== Written problem ==
Print, please, the line that contains "For every instance of the purple" and each line after it to the end of the entries, unchanged and with nothing else.

== Provided data ==

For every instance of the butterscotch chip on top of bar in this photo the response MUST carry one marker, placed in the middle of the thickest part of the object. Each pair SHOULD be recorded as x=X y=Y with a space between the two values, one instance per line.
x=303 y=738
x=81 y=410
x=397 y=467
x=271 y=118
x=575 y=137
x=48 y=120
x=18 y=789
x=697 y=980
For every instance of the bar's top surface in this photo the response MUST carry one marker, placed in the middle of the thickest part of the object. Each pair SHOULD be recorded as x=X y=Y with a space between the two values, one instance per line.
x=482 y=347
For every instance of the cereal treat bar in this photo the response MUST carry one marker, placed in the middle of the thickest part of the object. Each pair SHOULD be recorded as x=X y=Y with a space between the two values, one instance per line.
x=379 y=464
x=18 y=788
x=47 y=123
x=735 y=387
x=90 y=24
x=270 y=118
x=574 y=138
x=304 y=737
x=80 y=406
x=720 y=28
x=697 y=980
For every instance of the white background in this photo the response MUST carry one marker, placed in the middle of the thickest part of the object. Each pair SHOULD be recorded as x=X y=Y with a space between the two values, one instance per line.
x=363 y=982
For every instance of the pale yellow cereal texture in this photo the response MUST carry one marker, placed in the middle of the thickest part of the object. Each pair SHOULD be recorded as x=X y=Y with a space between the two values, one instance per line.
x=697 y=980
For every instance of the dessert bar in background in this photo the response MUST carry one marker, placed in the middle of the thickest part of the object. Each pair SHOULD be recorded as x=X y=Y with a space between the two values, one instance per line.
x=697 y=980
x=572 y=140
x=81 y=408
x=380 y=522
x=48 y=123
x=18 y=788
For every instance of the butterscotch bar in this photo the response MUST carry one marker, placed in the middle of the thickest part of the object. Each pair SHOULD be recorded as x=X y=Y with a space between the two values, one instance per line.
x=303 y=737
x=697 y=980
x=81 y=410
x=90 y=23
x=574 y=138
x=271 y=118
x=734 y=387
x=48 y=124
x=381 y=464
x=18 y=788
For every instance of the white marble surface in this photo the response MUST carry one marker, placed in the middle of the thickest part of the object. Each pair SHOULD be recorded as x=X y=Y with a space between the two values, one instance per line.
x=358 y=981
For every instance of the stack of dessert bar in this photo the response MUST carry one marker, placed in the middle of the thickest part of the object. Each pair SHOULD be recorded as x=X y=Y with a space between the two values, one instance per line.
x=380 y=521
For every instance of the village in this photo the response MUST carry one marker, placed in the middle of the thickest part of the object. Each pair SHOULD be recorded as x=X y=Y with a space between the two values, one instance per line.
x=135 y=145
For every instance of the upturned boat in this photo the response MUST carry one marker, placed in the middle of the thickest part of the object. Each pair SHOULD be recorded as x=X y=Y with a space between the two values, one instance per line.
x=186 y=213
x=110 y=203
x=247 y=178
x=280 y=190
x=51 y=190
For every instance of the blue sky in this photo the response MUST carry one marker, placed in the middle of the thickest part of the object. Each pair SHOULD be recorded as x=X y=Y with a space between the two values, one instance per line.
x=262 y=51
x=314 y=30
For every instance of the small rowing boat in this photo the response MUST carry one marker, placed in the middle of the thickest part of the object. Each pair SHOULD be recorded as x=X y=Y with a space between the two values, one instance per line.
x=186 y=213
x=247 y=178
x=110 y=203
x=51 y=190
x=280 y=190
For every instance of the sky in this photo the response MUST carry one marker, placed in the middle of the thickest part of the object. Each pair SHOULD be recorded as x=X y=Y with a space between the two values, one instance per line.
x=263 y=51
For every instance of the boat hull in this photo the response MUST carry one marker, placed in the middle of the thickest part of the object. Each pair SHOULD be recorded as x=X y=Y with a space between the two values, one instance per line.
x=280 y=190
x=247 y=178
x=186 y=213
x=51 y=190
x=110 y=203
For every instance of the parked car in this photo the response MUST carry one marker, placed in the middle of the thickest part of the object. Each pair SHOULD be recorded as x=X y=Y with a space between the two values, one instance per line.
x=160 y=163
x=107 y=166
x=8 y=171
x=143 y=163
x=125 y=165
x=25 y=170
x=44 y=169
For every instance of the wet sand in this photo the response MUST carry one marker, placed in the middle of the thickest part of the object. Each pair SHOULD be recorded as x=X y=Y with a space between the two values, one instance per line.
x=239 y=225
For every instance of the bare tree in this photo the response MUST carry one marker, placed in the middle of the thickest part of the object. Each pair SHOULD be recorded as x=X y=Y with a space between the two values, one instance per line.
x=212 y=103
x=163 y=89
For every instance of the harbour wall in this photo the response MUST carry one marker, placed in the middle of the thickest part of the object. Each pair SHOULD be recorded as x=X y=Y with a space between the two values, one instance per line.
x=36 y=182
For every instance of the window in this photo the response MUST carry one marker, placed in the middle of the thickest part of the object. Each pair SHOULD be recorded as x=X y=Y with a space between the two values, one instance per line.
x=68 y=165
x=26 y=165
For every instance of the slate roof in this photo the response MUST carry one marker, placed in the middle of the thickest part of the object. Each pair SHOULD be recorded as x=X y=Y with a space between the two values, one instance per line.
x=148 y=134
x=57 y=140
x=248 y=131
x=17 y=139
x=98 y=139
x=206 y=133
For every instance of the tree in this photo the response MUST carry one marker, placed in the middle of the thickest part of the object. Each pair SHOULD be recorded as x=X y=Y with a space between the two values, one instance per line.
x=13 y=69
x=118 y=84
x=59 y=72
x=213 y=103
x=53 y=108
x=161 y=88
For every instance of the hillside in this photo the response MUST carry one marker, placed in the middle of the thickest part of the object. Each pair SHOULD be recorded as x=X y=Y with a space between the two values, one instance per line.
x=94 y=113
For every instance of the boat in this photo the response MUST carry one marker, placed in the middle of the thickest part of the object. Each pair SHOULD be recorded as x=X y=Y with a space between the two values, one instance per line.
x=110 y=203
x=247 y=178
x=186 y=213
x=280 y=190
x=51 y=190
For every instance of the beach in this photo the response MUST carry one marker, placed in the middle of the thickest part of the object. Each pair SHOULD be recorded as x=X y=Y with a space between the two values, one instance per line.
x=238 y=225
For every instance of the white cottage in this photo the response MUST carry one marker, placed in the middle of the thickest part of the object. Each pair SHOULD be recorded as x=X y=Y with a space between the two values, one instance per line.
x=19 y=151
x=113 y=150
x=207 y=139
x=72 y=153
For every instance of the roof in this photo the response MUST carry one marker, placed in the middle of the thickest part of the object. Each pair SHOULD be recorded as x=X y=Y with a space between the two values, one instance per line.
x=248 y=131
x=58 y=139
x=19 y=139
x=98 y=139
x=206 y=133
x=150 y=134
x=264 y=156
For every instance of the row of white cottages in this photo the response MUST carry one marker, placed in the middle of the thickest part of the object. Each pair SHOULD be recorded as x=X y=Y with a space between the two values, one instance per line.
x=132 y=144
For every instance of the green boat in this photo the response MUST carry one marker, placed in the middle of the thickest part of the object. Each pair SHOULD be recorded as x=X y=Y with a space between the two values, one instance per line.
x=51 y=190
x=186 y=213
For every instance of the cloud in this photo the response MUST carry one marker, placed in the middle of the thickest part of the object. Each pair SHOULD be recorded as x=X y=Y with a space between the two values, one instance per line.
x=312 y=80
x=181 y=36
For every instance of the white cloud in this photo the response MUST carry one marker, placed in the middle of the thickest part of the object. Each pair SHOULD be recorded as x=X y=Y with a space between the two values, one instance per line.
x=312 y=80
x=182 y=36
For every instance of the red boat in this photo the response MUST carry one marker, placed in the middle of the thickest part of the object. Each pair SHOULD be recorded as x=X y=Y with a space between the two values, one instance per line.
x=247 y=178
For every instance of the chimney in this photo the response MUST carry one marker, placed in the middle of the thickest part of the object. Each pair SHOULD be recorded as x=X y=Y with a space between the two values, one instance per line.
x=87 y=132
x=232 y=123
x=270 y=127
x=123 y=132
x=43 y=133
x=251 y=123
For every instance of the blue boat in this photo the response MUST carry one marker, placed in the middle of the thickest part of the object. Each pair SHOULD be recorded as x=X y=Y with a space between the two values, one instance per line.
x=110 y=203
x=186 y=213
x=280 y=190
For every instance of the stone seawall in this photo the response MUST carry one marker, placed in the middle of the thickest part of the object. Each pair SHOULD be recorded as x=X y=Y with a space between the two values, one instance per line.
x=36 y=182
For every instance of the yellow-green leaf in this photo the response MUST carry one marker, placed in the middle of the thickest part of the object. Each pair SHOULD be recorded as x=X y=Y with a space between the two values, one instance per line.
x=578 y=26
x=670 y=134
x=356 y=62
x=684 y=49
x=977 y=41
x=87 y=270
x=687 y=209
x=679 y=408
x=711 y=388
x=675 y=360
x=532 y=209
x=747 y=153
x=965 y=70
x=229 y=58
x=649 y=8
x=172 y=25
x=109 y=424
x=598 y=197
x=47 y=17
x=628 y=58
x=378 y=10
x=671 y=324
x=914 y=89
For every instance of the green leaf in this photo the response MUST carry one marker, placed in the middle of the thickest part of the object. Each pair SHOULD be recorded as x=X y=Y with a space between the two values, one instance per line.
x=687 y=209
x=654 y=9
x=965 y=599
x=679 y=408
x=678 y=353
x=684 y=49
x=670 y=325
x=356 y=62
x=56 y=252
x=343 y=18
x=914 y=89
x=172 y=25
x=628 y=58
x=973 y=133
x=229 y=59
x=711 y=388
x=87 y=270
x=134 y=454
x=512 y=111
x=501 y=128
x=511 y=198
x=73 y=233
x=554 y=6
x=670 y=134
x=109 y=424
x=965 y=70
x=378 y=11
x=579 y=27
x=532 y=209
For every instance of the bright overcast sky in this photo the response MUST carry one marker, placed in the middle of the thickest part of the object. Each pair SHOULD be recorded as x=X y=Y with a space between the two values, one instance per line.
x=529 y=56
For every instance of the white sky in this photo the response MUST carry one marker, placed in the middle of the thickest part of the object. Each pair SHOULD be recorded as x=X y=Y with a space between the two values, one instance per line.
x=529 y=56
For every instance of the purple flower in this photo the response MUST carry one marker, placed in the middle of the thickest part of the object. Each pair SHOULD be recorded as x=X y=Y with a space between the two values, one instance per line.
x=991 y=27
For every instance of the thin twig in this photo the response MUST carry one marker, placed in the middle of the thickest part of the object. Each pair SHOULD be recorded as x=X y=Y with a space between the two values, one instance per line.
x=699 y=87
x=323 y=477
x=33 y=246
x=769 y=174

== Reply ==
For every instance of the purple flower in this photo the response MUST carry one marker, placed in the middle of the thickest part of the object. Each pair SHOULD be recorded as x=X y=Y with a space between the two values, one instance per line.
x=991 y=27
For every instance of the thin twig in this photo the response MUST carry one marker, placed in the middle of the thickest part of the object. Each pair SHOULD be recorded as x=X y=Y with a space between the two values, one instance per line.
x=699 y=87
x=323 y=477
x=33 y=246
x=769 y=174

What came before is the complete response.